*PROBLEM REQUIREMENTS*
Edit the stretch from the line containing "scan for white cap" through the line containing "(414, 103), (640, 302)" by replacing "desk leg" with "table leg". Reproduce only those lines and change nothing else in them.

(Bounding box annotation entries)
==========

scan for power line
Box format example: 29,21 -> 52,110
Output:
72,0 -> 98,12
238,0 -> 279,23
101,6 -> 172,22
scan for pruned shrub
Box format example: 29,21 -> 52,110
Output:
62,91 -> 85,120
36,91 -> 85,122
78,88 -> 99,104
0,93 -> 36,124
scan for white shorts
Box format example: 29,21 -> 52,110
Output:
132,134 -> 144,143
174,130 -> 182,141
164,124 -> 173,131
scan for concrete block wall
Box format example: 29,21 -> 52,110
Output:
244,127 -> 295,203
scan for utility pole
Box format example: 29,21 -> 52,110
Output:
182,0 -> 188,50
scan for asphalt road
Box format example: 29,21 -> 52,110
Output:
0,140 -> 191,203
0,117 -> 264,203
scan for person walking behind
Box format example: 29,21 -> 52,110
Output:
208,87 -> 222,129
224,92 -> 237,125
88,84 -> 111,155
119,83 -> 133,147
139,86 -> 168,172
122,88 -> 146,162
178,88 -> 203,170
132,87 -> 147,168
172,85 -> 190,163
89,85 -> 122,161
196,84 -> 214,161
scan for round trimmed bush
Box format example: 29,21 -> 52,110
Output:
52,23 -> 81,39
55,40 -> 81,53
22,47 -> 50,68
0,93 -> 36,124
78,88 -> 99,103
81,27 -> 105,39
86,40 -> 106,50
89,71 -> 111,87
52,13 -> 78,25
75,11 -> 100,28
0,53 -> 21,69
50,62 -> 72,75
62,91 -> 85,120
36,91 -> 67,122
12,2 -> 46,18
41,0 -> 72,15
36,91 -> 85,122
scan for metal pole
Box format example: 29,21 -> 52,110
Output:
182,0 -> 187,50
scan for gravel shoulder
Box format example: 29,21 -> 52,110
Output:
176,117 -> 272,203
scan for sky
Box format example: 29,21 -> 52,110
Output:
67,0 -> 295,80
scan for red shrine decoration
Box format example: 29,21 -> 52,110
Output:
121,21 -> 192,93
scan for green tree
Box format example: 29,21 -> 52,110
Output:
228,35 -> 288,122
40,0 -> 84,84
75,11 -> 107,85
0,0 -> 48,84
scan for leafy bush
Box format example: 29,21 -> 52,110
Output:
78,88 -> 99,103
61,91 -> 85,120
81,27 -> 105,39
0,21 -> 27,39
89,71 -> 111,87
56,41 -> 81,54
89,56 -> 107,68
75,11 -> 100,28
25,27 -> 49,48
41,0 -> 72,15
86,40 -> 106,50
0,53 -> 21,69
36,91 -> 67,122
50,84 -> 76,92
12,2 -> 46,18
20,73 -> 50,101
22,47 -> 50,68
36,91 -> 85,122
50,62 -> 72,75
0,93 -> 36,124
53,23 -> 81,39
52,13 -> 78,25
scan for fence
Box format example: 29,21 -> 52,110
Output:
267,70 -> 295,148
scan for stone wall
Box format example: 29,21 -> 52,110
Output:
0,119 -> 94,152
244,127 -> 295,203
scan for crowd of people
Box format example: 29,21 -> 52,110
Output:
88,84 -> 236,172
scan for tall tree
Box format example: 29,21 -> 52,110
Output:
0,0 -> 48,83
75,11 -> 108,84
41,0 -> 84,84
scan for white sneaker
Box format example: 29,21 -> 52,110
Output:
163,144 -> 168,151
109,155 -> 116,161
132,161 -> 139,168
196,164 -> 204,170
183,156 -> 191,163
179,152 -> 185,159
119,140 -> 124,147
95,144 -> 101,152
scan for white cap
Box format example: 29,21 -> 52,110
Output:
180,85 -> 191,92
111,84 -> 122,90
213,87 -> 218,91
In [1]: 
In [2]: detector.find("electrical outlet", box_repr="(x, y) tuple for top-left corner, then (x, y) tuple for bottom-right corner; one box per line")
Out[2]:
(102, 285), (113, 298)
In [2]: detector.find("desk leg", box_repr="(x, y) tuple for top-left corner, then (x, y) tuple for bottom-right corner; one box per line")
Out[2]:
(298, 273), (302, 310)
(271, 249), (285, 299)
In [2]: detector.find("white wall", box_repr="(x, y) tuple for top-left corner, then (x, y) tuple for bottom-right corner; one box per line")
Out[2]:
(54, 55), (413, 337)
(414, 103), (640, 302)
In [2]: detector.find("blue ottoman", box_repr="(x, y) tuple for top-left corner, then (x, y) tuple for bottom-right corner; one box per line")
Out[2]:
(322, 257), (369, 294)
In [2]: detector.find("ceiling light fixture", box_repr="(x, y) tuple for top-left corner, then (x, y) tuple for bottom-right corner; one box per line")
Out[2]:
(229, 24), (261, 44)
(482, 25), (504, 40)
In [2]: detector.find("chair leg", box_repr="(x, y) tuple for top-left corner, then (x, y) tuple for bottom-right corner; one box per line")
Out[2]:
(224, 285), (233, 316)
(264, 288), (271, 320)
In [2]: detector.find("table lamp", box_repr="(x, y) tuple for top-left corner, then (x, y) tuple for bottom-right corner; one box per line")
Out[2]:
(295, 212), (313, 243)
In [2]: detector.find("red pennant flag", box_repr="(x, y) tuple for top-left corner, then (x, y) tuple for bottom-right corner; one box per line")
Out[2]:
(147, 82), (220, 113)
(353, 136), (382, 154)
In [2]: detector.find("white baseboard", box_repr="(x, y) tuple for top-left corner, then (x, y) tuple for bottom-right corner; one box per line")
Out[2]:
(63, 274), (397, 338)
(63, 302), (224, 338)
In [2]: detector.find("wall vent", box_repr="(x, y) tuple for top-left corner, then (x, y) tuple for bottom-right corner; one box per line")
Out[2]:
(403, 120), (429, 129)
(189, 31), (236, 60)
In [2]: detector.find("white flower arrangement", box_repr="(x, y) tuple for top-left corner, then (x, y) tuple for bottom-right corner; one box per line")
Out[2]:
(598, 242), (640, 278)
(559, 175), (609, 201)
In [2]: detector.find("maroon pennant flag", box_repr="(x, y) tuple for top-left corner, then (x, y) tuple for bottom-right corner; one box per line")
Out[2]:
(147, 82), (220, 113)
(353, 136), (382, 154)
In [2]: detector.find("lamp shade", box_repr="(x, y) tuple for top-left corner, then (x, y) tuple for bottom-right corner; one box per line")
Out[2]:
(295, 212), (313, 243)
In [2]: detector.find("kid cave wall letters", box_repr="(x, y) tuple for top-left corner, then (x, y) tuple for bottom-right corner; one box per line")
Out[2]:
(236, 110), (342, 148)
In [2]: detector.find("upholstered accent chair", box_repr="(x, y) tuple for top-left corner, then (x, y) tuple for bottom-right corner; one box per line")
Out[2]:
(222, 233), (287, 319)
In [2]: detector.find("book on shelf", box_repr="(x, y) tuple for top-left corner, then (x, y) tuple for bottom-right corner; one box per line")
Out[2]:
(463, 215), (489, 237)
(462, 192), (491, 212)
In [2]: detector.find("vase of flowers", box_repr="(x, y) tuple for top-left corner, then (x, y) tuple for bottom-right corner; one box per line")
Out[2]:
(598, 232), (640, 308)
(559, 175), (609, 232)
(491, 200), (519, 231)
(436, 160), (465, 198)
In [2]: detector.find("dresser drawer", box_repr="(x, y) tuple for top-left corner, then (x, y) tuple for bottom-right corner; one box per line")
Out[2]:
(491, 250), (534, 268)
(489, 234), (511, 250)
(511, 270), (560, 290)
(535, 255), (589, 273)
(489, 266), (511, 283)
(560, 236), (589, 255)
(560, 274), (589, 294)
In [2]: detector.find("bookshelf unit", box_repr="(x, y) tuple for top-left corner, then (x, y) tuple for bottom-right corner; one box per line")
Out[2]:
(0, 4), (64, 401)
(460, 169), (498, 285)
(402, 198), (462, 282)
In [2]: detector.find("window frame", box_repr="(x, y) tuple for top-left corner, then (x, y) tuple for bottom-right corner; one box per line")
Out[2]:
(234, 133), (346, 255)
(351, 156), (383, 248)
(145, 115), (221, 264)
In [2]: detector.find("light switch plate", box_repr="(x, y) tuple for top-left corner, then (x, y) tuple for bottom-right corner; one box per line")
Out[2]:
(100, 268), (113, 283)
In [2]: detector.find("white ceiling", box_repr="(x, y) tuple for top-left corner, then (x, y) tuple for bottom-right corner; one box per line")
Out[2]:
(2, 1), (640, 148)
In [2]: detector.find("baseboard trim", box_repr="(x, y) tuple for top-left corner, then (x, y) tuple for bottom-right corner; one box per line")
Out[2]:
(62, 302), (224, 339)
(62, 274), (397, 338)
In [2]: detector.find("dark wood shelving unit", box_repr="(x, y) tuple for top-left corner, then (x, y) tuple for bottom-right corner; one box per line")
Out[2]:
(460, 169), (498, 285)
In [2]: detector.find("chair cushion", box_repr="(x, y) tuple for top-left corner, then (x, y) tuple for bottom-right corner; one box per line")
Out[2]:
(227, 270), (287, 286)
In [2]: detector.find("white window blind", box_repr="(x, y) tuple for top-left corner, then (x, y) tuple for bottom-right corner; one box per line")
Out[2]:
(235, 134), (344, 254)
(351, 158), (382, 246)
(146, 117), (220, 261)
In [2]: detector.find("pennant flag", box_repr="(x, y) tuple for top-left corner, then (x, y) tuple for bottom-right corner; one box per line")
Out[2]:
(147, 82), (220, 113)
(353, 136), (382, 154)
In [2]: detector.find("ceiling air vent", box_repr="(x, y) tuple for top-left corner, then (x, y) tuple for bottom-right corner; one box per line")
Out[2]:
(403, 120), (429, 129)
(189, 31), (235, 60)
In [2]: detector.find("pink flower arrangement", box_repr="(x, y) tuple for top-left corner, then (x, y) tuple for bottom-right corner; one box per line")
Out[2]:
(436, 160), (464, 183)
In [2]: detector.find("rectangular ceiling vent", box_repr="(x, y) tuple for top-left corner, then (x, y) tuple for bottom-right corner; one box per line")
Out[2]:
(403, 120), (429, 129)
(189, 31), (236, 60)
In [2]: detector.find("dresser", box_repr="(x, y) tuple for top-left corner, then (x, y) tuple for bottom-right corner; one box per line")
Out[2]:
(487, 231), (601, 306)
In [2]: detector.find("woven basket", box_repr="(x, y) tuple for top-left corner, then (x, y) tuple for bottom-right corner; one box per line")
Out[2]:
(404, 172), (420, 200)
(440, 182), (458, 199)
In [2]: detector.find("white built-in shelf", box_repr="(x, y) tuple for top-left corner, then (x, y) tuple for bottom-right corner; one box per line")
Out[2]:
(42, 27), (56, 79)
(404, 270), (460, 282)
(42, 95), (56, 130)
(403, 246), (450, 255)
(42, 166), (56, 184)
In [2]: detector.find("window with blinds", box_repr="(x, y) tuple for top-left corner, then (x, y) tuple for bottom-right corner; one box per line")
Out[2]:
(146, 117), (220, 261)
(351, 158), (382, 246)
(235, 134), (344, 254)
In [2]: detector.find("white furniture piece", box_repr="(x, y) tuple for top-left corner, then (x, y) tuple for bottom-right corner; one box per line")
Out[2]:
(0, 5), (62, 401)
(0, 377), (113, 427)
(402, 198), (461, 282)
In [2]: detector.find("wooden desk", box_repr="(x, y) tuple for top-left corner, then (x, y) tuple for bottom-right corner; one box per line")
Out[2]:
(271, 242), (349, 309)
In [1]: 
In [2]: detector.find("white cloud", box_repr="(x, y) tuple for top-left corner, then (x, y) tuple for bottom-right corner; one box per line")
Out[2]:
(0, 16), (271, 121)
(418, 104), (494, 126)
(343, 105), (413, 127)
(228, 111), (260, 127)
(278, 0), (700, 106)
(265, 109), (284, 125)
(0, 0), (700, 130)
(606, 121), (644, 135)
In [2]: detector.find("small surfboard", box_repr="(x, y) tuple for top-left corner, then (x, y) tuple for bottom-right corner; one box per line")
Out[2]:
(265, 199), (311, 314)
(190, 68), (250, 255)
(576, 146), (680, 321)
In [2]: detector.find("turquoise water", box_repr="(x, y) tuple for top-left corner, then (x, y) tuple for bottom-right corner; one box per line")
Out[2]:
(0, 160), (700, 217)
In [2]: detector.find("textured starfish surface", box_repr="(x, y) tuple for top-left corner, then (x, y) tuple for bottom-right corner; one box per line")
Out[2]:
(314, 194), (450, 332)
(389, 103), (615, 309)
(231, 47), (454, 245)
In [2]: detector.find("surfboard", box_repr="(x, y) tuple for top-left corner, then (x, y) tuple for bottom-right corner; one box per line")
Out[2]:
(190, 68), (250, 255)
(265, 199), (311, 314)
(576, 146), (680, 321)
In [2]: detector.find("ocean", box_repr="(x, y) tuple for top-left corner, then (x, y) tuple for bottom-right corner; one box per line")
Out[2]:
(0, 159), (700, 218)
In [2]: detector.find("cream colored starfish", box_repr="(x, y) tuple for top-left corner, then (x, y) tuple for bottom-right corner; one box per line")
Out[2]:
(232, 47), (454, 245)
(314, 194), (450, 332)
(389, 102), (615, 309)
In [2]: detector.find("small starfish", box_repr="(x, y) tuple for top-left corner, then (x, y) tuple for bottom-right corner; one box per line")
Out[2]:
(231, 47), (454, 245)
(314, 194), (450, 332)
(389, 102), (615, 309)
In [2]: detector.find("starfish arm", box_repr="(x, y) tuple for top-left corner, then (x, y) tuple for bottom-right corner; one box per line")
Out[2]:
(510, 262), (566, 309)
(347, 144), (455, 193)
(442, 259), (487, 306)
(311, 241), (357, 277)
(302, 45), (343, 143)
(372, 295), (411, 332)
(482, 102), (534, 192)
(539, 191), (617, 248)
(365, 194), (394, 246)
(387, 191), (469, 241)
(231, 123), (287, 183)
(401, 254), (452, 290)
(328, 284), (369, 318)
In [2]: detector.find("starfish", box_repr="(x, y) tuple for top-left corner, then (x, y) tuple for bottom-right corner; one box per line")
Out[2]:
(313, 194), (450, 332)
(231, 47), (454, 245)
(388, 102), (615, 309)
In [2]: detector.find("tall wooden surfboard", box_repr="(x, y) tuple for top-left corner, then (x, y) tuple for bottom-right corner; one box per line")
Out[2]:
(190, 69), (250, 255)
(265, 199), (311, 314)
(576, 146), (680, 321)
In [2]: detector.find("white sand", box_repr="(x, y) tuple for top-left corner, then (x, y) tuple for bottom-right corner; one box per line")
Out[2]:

==========

*SOLUTION TO THIS EXERCISE*
scan for white cap
Box format example: 29,21 -> 52,110
Output:
180,85 -> 191,92
111,84 -> 122,90
213,87 -> 218,91
In [1]: 
In [2]: detector.find("electrical outlet", box_repr="(x, y) tuple for top-left corner, then (x, y) tuple for bottom-right corner; one box per line")
Out[2]:
(102, 285), (113, 298)
In [2]: detector.find("table leg", box_repr="(x, y) tuple for top-left corner, then (x, y) tuple for bottom-right corner; one box per line")
Out[2]:
(298, 273), (302, 310)
(271, 249), (285, 299)
In [2]: detector.find("white wall", box_repr="(x, y) tuple for top-left corner, then (x, y) tuple for bottom-right corner; one box per line")
Out[2]:
(54, 55), (413, 337)
(414, 103), (640, 302)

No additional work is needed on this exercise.